──────── Избранный отрывок
Констант скончался в 2005 году в возрасте восьмидесяти пяти лет. Некрологов за пределами его родины, Нидерландов, было немного. Да, человек этот не был героем первой полосы уже целое десятилетие, если не все три. Но зато он был интеллектуальным вождем «прово»[248] – тех курильщиков травки, анархистов, вычурные выходки которых в шестидесятых положили начало современным стереотипам в свободных, либеральных Нидерландах. Констант (который вскоре отказался от своей неудобопроизносимой фамилии) выступал одним из вдохновителей Ситуационистского интернационала, инспиратором демонстрантов, прозванных Жан-Люком Годаром «детьми Маркса и кока-колы», пыхтящим «Голуазом» ересиархом всех мрачных контркультурных движений, начиная с битников и новых левых мая 1968 года до панков и энтузиастов Occupy Wall Street. Этот человек – коллекционировал ли он послевоенные, левацкие арт-группы? – был также светом в окне для представителей движения «КоБрА», произведения которых – огромные, будто нарисованные ребенком, каракули, созданные с расчетом позлить буржуазное общество – сегодня служат скорее объектом почитания среди искусствоведов, чем пользуются настоящим признанием. Ему же случилось стать самым влиятельным архитектором в послевоенное время.
Среди вас немногие слышали о нем. За всю свою жизнь человек этот не уложил и одного кирпича. И всё же «Новый Вавилон», его единственное масштабное концептуальное произведение, представляло собой столь мощный прорыв в представлении будущего, так убедительно продолжало традиции великих архитектурных фантазий – от Пиранези до Сант-Элиа, что среди архитекторов свободными от его интеллектуального влияния остаются лишь немногие. «Новый Вавилон» породил скрученные формы Фрэнка Гери и Захи Хадид, прагматичный хай-тек Ричарда Роджерса и Нормана Фостера, и, конечно, провокации Рема Колхаса. Назови их – они напомнят о нем.
В 1956 году Констант познакомился с Ги Дебором, которому вскоре предстояло сделаться лидером ситуационистов. Дебор был хитрым прожженным типом – пьяницей, который то и дело отлучал от общения приятелей; однако с Константом они поладили. Созвучные их идеи указывали направление Константу, который дрейфовал с тех пор, как в 1951 году распалась «КоБрА». Констант и Дебор были далеко не единственными, кому не нравились города, построенные после Второй мировой войны. Им были хорошо известны работы «Независимой группы», «Команды-10» и Смитсонов, однако сами они предлагали нечто еще более радикальное – революцию. То была эпоха Кастро и Маккарти. Настоящие коммунистические революции подспудно бродили во многих городах мира, и Париж, испытавший потрясение после Алжирской войны, наводненный группировками, отколовшимися от левого крыла, был, по их мнению, ничуть не хуже любого другого места, чтобы начать.
────────────────
──────── Исходные данные
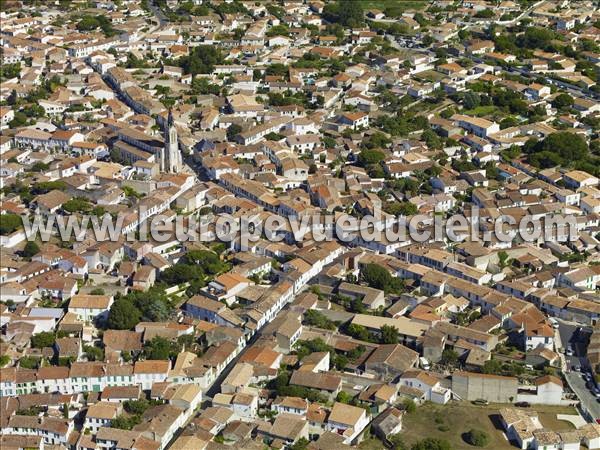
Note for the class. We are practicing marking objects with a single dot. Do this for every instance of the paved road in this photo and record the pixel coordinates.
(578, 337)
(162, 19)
────────────────
§ **Что нужно сделать**:
Перепишите дословно часть избранного отрывка от слов «Среди вас немногие» до слов «напомнят о нем.». Приведенные строки представляют собой отдельный материал.

§ **Письменное решение**:
Среди вас немногие слышали о нем. За всю свою жизнь человек этот не уложил и одного кирпича. И всё же «Новый Вавилон», его единственное масштабное концептуальное произведение, представляло собой столь мощный прорыв в представлении будущего, так убедительно продолжало традиции великих архитектурных фантазий – от Пиранези до Сант-Элиа, что среди архитекторов свободными от его интеллектуального влияния остаются лишь немногие. «Новый Вавилон» породил скрученные формы Фрэнка Гери и Захи Хадид, прагматичный хай-тек Ричарда Роджерса и Нормана Фостера, и, конечно, провокации Рема Колхаса. Назови их – они напомнят о нем.